WHAT YOU ARE ASKED TO DO :: Present exactly, and only, the lines running from the line that contains "Each instance receives exactly one keypoint. Tag the cornice" through the end of the entries below.

+ + + + + + +

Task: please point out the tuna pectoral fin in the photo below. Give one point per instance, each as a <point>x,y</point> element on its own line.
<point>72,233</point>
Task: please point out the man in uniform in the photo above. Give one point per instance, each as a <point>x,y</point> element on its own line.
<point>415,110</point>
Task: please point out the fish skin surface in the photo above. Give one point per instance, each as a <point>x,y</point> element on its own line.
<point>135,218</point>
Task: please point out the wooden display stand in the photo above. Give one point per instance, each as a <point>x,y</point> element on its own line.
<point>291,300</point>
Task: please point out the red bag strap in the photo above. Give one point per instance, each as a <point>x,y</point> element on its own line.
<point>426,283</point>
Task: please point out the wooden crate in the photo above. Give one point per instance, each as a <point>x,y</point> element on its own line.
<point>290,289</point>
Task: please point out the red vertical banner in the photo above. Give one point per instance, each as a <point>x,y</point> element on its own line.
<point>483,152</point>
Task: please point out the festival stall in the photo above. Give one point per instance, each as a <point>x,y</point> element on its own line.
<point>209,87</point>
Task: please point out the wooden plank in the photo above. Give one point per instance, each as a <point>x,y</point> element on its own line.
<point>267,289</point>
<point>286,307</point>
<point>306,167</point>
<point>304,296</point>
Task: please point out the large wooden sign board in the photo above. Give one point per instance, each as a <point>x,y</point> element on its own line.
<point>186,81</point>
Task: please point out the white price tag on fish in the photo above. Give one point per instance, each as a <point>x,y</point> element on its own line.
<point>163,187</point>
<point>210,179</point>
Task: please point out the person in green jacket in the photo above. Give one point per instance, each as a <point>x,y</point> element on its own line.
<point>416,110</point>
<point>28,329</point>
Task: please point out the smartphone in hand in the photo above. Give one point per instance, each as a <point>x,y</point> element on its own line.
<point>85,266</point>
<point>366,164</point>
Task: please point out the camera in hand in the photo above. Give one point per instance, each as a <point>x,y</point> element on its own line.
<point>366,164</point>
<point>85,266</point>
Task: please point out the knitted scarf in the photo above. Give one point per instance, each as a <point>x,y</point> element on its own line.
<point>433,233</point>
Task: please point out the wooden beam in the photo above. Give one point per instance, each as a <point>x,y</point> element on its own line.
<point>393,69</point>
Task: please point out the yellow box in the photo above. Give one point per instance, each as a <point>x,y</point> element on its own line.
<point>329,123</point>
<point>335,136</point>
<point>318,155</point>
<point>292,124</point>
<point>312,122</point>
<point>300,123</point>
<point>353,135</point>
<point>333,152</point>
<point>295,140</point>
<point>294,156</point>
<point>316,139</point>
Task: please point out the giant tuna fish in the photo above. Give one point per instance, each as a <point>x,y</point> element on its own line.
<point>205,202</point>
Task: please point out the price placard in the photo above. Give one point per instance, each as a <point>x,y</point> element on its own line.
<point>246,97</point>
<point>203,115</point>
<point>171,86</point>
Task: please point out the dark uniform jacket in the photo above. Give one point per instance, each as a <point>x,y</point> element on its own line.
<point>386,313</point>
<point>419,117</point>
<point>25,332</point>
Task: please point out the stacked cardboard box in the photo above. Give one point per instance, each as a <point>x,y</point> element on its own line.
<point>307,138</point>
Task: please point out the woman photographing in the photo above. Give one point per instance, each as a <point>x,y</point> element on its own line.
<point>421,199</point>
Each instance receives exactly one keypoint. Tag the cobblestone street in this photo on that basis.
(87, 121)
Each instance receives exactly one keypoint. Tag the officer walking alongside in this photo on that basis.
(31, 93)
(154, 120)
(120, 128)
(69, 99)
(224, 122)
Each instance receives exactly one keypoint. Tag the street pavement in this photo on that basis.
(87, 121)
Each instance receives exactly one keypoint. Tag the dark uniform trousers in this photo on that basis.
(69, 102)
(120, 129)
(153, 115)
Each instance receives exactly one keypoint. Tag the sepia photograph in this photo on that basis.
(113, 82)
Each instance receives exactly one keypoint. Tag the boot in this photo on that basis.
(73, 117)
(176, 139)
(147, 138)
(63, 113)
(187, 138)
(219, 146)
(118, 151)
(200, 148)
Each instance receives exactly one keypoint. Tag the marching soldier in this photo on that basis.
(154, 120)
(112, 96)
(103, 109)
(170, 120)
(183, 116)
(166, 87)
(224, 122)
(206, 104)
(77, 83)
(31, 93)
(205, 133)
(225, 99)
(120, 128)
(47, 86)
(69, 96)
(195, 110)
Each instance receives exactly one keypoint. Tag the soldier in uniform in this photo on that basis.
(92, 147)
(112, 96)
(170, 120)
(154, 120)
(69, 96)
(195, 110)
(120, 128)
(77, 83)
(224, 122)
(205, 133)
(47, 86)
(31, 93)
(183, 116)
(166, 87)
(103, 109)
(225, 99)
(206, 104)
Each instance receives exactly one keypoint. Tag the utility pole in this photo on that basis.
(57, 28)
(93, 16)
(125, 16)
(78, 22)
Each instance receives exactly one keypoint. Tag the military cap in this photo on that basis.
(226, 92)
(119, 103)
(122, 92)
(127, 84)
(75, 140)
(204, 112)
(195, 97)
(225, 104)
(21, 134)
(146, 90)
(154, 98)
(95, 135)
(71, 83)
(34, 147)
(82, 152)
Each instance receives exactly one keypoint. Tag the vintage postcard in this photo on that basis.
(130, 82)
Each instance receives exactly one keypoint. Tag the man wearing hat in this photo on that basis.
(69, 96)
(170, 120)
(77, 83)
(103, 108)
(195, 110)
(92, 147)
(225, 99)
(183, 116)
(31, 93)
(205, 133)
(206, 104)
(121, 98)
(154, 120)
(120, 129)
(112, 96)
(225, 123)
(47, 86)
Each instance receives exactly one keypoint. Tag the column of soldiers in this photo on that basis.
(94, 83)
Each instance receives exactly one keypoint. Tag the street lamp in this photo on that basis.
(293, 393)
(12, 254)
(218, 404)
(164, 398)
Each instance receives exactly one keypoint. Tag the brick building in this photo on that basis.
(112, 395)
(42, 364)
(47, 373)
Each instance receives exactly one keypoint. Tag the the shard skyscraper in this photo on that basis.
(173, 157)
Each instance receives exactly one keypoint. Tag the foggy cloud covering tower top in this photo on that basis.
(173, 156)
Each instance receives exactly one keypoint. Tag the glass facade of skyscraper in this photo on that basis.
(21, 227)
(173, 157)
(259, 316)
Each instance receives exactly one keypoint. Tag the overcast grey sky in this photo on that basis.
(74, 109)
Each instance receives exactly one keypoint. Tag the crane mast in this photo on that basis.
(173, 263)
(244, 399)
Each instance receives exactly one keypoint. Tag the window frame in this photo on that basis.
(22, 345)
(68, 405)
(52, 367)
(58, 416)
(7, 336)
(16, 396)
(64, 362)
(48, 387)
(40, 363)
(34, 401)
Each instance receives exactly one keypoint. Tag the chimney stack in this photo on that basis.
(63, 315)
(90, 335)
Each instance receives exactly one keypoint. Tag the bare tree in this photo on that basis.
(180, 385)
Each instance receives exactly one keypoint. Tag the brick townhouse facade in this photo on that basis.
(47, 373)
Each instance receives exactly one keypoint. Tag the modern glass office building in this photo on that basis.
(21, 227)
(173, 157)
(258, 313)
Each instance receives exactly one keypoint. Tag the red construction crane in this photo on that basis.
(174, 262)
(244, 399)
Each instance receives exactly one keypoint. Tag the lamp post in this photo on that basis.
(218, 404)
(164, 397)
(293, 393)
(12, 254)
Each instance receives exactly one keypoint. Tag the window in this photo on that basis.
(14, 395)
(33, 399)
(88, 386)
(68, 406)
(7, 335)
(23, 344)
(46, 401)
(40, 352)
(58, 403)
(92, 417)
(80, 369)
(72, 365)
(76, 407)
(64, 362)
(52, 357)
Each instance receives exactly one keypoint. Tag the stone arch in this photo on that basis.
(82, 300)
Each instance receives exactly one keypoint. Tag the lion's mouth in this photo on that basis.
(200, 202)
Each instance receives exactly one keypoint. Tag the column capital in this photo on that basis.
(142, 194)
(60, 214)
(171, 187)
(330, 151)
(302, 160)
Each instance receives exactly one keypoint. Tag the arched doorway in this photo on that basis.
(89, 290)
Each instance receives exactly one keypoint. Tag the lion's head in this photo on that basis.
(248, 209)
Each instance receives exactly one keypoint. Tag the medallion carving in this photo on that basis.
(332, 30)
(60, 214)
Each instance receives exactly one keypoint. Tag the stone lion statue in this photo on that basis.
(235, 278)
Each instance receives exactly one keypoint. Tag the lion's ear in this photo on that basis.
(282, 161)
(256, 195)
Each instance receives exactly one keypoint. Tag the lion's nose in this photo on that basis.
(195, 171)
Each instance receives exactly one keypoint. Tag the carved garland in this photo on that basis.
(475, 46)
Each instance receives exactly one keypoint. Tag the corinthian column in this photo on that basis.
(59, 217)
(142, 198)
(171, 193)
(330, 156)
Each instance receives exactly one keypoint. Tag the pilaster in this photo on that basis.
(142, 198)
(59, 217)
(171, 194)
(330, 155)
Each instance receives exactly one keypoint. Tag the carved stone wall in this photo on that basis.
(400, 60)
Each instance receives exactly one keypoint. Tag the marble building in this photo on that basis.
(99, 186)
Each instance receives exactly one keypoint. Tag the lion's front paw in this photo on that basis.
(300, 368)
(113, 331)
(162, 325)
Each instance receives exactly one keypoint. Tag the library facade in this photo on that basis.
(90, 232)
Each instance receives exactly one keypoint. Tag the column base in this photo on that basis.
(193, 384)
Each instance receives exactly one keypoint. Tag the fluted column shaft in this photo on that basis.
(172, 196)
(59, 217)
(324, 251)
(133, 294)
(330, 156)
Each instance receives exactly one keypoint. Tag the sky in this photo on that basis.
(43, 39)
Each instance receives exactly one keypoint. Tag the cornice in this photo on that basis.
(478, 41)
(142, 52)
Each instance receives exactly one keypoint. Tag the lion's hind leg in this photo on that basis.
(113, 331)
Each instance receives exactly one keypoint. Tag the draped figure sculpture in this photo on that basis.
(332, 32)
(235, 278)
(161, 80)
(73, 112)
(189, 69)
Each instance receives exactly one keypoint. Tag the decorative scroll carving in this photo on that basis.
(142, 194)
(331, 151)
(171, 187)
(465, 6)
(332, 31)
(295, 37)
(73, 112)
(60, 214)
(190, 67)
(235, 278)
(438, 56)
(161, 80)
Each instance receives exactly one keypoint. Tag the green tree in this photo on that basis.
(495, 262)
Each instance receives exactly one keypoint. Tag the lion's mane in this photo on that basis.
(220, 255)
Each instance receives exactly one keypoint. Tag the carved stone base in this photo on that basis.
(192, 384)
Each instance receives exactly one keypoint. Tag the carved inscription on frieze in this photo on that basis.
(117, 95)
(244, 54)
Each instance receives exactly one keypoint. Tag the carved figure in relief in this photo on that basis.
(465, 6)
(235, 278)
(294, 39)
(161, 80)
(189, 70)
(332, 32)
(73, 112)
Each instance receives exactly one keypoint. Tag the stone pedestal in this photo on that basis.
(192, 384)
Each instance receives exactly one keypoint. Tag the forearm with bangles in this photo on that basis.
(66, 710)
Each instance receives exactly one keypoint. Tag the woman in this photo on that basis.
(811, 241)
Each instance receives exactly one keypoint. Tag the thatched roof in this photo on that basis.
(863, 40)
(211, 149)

+ + + + + + +

SOLUTION TO THIS EXERCISE ::
Each instance receives exactly one keypoint. Tag the cornice in this photo on that basis.
(478, 41)
(142, 52)
Each instance receives exactly one keypoint. Tag the lion's hind leg in this photo on that basis.
(113, 331)
Each instance receives exactly one keypoint. Tag the draped figure sculpture in this photo on that basis.
(332, 32)
(235, 278)
(161, 80)
(73, 112)
(189, 69)
Each instance receives exactly one keypoint. Tag the decorative scroll carving in this photo on that basis.
(142, 194)
(331, 151)
(171, 187)
(465, 6)
(332, 31)
(295, 37)
(73, 112)
(60, 214)
(190, 67)
(235, 278)
(438, 56)
(161, 80)
Each instance receives exactly one keypoint. Tag the green tree in this photo on that basis.
(495, 262)
Each instance receives exactly one keypoint. Tag the lion's mane in this photo on that basis.
(220, 255)
Each instance receives exactly one keypoint. Tag the carved stone base in this photo on that basis.
(192, 384)
Each instance receives exactly one keypoint. Tag the carved inscription on frieze in this photo on that basis.
(117, 95)
(244, 54)
Each instance receives exactly one keypoint. Tag the carved figure in relief in this photo on that basis.
(465, 6)
(235, 278)
(294, 39)
(161, 80)
(189, 70)
(332, 32)
(73, 112)
Each instance receives exactly one keypoint. Tag the stone pedestal in this photo on that basis.
(192, 384)
Each instance receives exactly one keypoint. Tag the forearm with bangles in this photo on that basis.
(66, 710)
Each instance receives exactly one keypoint. Tag the woman in this photo on that basis.
(811, 241)
Each instance receives exactly one keypoint. Tag the thatched roof in this photo on that basis.
(863, 40)
(211, 149)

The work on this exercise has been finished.